EXERCISE DATA ▸
--- START ---

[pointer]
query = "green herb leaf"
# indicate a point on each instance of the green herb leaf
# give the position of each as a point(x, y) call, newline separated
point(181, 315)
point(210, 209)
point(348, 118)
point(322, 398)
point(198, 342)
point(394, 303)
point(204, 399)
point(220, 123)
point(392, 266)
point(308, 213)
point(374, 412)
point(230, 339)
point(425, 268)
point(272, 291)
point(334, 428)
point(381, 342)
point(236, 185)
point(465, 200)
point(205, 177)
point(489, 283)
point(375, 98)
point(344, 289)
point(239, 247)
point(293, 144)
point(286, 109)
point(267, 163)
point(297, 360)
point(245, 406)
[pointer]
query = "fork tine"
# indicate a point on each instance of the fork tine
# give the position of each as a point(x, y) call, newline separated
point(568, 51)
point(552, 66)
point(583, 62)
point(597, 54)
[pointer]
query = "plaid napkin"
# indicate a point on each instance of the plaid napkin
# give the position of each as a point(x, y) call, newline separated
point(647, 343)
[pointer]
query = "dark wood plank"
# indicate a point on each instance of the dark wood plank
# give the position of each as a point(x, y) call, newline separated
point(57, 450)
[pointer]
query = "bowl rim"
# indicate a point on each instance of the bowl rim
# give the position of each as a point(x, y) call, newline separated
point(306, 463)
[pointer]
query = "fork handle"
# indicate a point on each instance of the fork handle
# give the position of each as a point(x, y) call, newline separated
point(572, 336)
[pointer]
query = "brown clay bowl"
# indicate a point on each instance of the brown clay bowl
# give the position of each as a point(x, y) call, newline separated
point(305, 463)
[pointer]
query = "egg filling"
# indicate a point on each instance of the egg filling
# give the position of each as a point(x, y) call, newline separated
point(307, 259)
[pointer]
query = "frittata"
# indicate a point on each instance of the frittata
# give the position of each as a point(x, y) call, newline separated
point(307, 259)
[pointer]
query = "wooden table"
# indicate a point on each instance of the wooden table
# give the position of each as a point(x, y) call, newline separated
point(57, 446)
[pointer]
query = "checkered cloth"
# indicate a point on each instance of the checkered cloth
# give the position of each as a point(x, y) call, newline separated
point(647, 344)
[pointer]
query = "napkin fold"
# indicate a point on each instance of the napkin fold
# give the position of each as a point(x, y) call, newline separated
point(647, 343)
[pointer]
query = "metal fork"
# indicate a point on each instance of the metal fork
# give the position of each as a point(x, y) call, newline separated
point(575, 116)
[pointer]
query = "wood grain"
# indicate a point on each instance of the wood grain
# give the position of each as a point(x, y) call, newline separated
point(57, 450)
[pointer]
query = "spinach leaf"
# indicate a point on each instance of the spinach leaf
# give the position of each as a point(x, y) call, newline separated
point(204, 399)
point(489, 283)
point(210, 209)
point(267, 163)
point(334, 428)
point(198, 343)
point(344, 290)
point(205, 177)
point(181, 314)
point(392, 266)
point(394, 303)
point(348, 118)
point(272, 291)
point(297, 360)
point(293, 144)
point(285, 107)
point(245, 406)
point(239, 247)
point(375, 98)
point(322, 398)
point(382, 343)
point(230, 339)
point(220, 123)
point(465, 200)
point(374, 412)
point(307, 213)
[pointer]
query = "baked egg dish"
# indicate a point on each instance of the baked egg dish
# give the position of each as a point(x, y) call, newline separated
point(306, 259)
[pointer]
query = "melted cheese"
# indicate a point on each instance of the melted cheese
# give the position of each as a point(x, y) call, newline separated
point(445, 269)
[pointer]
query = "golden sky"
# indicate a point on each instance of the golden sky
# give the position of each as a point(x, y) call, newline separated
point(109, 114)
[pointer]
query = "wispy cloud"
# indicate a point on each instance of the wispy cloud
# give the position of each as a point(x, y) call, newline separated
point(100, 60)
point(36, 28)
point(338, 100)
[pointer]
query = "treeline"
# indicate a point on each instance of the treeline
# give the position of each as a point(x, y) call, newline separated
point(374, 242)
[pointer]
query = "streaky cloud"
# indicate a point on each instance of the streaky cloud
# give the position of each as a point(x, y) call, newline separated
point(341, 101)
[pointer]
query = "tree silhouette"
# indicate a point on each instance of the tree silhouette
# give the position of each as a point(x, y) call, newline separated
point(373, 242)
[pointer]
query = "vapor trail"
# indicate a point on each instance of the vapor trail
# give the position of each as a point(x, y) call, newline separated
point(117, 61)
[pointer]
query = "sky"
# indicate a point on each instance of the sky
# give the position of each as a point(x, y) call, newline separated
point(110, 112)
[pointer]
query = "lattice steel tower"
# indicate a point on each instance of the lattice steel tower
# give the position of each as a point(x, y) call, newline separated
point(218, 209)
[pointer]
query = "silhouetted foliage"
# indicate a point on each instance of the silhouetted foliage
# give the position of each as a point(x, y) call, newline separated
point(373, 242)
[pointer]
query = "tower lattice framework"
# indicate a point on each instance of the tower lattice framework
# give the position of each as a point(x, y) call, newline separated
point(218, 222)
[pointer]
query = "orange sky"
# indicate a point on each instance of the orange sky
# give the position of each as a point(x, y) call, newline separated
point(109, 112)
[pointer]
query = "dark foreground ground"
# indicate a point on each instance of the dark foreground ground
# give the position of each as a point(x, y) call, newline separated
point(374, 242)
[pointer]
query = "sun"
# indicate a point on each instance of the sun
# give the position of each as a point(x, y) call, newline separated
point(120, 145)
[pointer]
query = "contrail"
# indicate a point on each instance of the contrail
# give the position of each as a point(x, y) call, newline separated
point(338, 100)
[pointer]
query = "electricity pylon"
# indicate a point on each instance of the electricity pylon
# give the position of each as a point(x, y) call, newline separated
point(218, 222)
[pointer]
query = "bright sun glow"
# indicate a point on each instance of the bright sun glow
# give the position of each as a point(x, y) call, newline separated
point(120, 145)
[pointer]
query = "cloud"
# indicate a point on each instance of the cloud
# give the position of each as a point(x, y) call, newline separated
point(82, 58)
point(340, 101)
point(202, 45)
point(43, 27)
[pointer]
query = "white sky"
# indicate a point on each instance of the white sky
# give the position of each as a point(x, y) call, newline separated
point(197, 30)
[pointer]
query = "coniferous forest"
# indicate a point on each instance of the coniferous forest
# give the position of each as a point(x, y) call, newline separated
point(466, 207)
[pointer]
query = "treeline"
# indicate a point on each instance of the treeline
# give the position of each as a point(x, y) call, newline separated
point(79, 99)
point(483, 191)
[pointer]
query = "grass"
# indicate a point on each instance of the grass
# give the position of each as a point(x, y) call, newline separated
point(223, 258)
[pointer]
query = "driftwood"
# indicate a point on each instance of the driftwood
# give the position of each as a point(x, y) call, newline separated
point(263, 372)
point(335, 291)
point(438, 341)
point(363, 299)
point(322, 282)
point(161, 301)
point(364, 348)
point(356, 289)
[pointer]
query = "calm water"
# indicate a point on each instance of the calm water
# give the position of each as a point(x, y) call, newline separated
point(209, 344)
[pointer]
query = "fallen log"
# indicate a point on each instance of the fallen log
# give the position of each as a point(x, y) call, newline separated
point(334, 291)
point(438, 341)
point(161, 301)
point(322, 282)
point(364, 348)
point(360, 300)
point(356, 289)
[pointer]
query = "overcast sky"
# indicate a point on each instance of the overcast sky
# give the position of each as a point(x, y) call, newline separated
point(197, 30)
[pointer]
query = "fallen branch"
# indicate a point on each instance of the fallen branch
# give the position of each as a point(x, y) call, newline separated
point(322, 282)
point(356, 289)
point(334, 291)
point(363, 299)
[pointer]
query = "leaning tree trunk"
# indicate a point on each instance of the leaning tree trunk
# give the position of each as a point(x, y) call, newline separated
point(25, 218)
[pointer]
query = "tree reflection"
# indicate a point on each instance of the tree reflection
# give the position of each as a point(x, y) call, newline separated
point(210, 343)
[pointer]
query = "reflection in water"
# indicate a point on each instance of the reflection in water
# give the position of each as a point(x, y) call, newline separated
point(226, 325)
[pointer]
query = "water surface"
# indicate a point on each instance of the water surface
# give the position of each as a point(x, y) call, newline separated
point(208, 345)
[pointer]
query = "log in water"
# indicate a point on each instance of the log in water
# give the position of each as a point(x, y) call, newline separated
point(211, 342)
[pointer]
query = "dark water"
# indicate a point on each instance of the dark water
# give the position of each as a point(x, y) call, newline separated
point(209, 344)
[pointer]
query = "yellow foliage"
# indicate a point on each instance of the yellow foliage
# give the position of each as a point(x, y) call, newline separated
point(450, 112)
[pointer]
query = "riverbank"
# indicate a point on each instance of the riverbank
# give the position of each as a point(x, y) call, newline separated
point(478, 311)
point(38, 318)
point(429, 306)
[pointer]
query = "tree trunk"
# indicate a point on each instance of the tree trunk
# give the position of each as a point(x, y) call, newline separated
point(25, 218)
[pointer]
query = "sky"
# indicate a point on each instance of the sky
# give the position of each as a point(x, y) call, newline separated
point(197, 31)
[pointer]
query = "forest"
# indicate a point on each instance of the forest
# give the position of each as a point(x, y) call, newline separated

--- END ---

Search the entries for the word "checkered". Copy each line where it appears.

EXPECTED ANSWER ▸
query = "checkered cloth"
# indicate a point on each instance of the checkered cloth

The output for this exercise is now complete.